» **Work request**
Your task is to copy each line of the material below that includes "white".

——————

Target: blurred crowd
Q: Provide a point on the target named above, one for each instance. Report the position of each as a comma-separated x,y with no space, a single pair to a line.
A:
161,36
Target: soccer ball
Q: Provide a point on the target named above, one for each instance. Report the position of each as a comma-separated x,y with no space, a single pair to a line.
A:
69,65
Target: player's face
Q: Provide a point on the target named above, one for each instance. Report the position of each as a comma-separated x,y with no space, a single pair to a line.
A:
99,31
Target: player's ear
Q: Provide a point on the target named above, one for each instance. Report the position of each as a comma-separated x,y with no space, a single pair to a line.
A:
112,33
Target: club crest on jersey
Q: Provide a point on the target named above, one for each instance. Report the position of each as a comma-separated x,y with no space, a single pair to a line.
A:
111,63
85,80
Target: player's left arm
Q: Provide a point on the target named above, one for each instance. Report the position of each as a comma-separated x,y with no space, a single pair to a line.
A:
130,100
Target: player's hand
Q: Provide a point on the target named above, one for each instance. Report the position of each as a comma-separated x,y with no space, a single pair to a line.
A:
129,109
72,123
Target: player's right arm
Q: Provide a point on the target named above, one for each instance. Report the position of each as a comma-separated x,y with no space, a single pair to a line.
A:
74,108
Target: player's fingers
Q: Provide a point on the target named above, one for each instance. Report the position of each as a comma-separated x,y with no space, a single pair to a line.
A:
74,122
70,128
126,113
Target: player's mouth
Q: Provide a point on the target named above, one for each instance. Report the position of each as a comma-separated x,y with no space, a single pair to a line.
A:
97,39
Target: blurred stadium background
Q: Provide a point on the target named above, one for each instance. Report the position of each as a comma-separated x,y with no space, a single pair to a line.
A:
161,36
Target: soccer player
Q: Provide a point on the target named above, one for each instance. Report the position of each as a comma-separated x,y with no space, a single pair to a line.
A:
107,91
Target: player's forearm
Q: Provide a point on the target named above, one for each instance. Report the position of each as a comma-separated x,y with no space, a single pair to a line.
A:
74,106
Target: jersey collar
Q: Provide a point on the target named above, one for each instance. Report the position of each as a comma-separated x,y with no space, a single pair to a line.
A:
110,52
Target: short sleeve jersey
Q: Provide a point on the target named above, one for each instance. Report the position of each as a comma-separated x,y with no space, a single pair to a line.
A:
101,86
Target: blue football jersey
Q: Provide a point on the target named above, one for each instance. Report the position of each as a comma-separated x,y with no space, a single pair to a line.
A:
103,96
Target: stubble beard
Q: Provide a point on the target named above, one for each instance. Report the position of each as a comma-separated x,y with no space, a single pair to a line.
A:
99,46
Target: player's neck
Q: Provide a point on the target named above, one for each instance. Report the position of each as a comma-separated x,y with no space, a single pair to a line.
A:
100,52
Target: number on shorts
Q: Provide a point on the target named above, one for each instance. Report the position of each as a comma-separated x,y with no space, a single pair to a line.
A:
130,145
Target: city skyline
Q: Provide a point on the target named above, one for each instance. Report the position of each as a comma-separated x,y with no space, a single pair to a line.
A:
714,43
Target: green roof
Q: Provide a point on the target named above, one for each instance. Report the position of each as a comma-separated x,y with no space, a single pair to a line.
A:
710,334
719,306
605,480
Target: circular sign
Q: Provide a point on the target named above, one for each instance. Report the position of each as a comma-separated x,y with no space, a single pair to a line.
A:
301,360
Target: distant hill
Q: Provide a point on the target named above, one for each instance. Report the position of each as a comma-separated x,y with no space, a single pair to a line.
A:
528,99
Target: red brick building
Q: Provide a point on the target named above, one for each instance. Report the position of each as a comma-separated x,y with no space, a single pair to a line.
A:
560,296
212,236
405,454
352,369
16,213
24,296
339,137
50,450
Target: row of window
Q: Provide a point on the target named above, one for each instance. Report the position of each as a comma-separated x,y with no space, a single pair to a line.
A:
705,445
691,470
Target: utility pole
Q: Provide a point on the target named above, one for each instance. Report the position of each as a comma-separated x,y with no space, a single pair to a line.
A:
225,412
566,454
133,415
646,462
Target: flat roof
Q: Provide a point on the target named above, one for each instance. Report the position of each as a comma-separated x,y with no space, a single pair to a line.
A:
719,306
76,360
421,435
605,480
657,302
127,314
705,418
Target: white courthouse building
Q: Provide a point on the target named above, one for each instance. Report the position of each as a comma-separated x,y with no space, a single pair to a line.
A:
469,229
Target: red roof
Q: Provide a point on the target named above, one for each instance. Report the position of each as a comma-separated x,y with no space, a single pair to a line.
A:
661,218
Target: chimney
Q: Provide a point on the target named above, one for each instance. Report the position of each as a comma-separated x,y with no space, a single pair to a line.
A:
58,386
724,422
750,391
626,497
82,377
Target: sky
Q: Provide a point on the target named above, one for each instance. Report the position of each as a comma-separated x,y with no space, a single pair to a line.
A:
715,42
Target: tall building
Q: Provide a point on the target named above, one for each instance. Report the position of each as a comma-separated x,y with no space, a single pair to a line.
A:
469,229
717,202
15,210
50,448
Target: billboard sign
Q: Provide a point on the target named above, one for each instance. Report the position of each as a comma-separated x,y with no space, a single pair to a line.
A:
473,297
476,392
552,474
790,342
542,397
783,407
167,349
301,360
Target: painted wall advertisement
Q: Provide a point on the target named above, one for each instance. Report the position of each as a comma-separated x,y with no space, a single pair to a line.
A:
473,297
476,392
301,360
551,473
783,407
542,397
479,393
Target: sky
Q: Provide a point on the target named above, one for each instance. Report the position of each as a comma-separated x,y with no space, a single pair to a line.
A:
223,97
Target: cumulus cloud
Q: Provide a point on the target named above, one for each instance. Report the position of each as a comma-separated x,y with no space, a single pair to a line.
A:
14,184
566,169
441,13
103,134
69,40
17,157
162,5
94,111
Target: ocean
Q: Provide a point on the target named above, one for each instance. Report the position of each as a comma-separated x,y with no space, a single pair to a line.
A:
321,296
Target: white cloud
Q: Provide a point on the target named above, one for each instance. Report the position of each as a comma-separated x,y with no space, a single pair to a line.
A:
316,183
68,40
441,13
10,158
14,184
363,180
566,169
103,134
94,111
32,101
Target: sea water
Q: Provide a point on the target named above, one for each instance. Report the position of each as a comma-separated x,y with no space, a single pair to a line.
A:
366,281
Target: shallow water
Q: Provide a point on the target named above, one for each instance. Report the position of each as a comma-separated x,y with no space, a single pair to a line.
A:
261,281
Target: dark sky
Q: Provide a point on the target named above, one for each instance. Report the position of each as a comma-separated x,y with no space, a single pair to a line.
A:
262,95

——————

» **Problem solution**
Target: white courthouse building
Target: white cloud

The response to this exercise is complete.